TASK TO COMPLETE. Could you write out the records below exactly as they appear?
═════ INFORMATION SUPPLIED ═════
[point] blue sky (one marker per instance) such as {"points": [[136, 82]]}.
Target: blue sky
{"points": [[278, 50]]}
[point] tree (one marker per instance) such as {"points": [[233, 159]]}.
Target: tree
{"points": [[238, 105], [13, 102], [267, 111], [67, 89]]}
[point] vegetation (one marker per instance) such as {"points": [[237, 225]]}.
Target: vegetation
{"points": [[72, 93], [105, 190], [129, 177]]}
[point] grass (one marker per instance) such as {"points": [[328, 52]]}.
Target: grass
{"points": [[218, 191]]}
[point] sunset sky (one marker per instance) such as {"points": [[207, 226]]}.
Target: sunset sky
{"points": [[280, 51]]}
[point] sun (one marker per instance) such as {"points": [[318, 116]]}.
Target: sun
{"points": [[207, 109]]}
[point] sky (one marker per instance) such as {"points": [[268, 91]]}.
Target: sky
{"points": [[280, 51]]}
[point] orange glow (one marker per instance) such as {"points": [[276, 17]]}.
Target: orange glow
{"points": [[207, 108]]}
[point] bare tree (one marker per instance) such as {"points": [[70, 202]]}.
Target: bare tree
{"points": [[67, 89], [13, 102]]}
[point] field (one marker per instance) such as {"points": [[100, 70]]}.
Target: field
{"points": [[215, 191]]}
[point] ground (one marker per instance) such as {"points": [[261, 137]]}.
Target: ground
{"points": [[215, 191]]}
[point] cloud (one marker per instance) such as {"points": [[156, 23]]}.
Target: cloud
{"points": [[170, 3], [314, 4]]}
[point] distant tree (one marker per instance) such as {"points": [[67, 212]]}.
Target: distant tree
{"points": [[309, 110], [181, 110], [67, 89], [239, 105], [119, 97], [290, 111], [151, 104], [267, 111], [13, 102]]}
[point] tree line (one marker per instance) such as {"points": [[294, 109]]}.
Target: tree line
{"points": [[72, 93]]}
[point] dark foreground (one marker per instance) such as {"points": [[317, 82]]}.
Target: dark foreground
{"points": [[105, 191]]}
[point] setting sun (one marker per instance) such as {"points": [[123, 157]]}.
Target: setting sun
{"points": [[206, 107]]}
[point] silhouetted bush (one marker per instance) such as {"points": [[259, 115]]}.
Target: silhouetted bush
═════
SOLUTION FOR THIS PROBLEM.
[point] blue sky (one marker per instance) such as {"points": [[136, 82]]}.
Target: blue sky
{"points": [[278, 50]]}
[point] tree (one marker per instance) such as {"points": [[233, 159]]}.
Target: tree
{"points": [[238, 105], [13, 102], [267, 111], [67, 89]]}
[point] vegetation (one marker per instance) such as {"points": [[237, 225]]}.
Target: vegetation
{"points": [[72, 93], [105, 190], [129, 177]]}
[point] grass (one marker per instance) such as {"points": [[328, 52]]}.
Target: grass
{"points": [[218, 191]]}
[point] sunset sky (one marker per instance) such as {"points": [[207, 226]]}.
Target: sunset sky
{"points": [[280, 51]]}
[point] sun (one marker per instance) such as {"points": [[318, 116]]}.
Target: sun
{"points": [[207, 109]]}
[point] sky (one marker per instance) such as {"points": [[268, 91]]}.
Target: sky
{"points": [[280, 51]]}
[point] orange glow (one marker per instance) such as {"points": [[276, 17]]}.
Target: orange glow
{"points": [[207, 108]]}
[point] bare tree (one marker per instance) such as {"points": [[70, 202]]}.
Target: bare tree
{"points": [[67, 89], [13, 102]]}
[point] field (one marker per instance) such as {"points": [[100, 70]]}.
Target: field
{"points": [[215, 191]]}
[point] ground (one marker per instance) such as {"points": [[261, 137]]}.
Target: ground
{"points": [[215, 191]]}
[point] cloud (one marker per instance) such as {"points": [[156, 23]]}.
Target: cloud
{"points": [[170, 3], [314, 4]]}
[point] distant tree (one marker per instance) such as {"points": [[67, 212]]}.
Target: distant tree
{"points": [[309, 110], [181, 110], [67, 89], [239, 105], [119, 97], [290, 111], [151, 104], [267, 111], [13, 102]]}
[point] tree line (one marker per instance) such as {"points": [[294, 109]]}.
Target: tree line
{"points": [[72, 93]]}
[point] dark foreground (one marker per instance) such as {"points": [[317, 82]]}.
Target: dark foreground
{"points": [[105, 191]]}
[point] setting sun (one marker per instance) such as {"points": [[123, 157]]}.
Target: setting sun
{"points": [[206, 107]]}
[point] silhouetted bush (one marker per instance) such as {"points": [[259, 115]]}.
Target: silhouetted bush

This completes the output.